- [TASK REQUIREMENTS] Copy each of the following lines without any change.

Dataset entries
━━━━
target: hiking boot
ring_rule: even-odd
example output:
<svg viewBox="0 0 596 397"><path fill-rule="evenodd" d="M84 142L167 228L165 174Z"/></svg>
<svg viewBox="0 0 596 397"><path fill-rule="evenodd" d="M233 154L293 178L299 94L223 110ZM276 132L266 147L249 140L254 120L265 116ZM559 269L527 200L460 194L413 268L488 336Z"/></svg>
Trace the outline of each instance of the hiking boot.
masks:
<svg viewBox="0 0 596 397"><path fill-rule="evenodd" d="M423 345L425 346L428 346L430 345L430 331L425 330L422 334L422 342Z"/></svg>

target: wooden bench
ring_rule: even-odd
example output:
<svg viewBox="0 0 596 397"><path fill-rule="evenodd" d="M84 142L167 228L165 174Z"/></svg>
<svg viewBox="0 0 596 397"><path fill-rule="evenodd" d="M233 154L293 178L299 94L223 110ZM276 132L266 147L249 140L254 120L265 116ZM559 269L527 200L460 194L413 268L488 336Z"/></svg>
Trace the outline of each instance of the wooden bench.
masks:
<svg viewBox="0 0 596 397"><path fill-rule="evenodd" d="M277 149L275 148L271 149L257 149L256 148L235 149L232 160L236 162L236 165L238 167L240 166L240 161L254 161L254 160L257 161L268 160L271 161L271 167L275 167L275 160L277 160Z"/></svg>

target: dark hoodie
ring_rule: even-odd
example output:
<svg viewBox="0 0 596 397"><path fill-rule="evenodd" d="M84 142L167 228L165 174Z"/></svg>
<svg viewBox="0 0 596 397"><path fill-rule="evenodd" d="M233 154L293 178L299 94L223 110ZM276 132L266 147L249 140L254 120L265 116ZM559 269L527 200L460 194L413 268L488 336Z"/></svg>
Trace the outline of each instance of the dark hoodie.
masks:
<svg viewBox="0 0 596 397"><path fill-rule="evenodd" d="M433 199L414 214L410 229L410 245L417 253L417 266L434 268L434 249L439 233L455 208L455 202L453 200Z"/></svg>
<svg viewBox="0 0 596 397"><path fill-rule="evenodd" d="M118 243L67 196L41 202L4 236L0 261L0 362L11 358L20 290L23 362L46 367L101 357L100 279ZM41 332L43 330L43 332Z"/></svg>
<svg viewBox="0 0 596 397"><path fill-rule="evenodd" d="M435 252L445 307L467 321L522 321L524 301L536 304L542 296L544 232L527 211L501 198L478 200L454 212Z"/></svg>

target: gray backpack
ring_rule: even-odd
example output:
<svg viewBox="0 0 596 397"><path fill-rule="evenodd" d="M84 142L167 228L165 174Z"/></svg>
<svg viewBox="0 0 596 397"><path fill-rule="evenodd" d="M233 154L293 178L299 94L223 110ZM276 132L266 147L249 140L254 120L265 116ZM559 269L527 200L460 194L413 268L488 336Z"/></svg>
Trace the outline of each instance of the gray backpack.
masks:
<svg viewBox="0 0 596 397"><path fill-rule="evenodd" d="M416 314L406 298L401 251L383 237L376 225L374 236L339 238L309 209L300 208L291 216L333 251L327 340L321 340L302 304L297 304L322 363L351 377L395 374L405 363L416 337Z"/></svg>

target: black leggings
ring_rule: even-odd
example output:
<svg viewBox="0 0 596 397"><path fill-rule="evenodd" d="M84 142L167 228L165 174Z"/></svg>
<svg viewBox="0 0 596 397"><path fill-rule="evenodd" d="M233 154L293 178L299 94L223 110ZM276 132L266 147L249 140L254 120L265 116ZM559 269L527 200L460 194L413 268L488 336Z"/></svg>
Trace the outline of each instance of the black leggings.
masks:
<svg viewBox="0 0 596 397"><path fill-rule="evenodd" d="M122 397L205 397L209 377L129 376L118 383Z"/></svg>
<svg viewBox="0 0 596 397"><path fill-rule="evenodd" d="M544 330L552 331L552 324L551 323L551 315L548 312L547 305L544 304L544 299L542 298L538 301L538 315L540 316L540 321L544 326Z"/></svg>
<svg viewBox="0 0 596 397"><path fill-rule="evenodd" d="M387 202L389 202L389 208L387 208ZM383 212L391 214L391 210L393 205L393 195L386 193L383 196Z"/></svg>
━━━━
- [FINISHED EXERCISE]
target: hiking boot
ring_rule: even-odd
example output:
<svg viewBox="0 0 596 397"><path fill-rule="evenodd" d="M84 142L167 228L165 174Z"/></svg>
<svg viewBox="0 0 596 397"><path fill-rule="evenodd" d="M233 154L293 178L299 94L223 110ZM276 132L266 147L249 140L254 120L265 116ZM559 269L527 200L460 194L413 268L488 336Z"/></svg>
Trace the outline of each instance of the hiking boot.
masks:
<svg viewBox="0 0 596 397"><path fill-rule="evenodd" d="M423 345L425 346L428 346L430 345L430 331L425 330L422 334L422 342Z"/></svg>

target: wooden bench
ring_rule: even-odd
example output:
<svg viewBox="0 0 596 397"><path fill-rule="evenodd" d="M84 142L167 228L165 174Z"/></svg>
<svg viewBox="0 0 596 397"><path fill-rule="evenodd" d="M233 154L293 178L299 94L223 110ZM276 132L266 147L249 140L254 120L265 116ZM559 269L527 200L460 194L413 268L488 336Z"/></svg>
Trace the outline of each instance of the wooden bench.
masks:
<svg viewBox="0 0 596 397"><path fill-rule="evenodd" d="M277 149L275 148L271 149L257 149L256 148L235 149L232 160L236 162L236 165L238 167L240 166L240 161L254 161L254 160L257 161L268 160L271 161L271 167L275 167L275 160L277 160Z"/></svg>

target: dark hoodie
ring_rule: even-odd
example output:
<svg viewBox="0 0 596 397"><path fill-rule="evenodd" d="M84 142L167 228L165 174Z"/></svg>
<svg viewBox="0 0 596 397"><path fill-rule="evenodd" d="M233 154L293 178L299 94L223 110ZM276 132L266 147L249 140L254 120L265 116ZM559 269L527 200L460 194L413 268L488 336Z"/></svg>
Trace the outline of each instance of the dark hoodie.
masks:
<svg viewBox="0 0 596 397"><path fill-rule="evenodd" d="M433 199L414 214L410 229L410 245L417 253L417 266L434 268L434 249L439 233L455 208L455 202L453 200Z"/></svg>
<svg viewBox="0 0 596 397"><path fill-rule="evenodd" d="M118 243L67 196L41 202L4 236L0 261L0 362L11 358L20 290L23 362L46 367L101 357L100 279ZM41 332L43 330L43 332Z"/></svg>
<svg viewBox="0 0 596 397"><path fill-rule="evenodd" d="M435 252L445 307L467 321L522 321L524 301L536 304L542 296L544 232L527 211L501 198L478 200L454 212Z"/></svg>

target: gray backpack
ring_rule: even-odd
example output:
<svg viewBox="0 0 596 397"><path fill-rule="evenodd" d="M84 142L167 228L165 174Z"/></svg>
<svg viewBox="0 0 596 397"><path fill-rule="evenodd" d="M233 154L293 178L299 94L223 110ZM276 132L266 147L249 140L254 120L265 116ZM559 269L527 200L460 194L413 268L488 336Z"/></svg>
Trace the outline of each instance of the gray backpack.
masks:
<svg viewBox="0 0 596 397"><path fill-rule="evenodd" d="M416 314L406 298L401 251L383 237L376 225L374 236L339 238L309 209L300 208L291 216L333 251L327 340L321 340L302 304L297 304L322 363L351 377L395 374L405 363L416 337Z"/></svg>

target: black leggings
ring_rule: even-odd
example output:
<svg viewBox="0 0 596 397"><path fill-rule="evenodd" d="M84 142L167 228L165 174Z"/></svg>
<svg viewBox="0 0 596 397"><path fill-rule="evenodd" d="M233 154L293 178L299 94L223 110ZM276 132L266 147L249 140L254 120L265 116ZM559 269L527 200L460 194L413 268L488 336Z"/></svg>
Trace the outline of each instance of the black leggings.
masks:
<svg viewBox="0 0 596 397"><path fill-rule="evenodd" d="M122 397L205 397L209 377L129 376L118 383Z"/></svg>
<svg viewBox="0 0 596 397"><path fill-rule="evenodd" d="M544 330L552 331L552 324L551 323L551 315L548 312L547 305L544 304L544 299L542 298L538 301L538 315L540 316L540 321L544 326Z"/></svg>
<svg viewBox="0 0 596 397"><path fill-rule="evenodd" d="M387 202L389 202L389 208L387 208ZM383 212L391 214L391 210L393 205L393 195L386 193L383 196Z"/></svg>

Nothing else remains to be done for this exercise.